OBJECTIVE
Output every record below, character for character and without any change.

RECORDS
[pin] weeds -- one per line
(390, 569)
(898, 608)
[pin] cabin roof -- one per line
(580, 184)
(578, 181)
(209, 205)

COMPLETED EXERCISE
[pin] weeds -- one per line
(390, 569)
(898, 608)
[pin] cabin roof -- one per line
(580, 184)
(578, 181)
(209, 205)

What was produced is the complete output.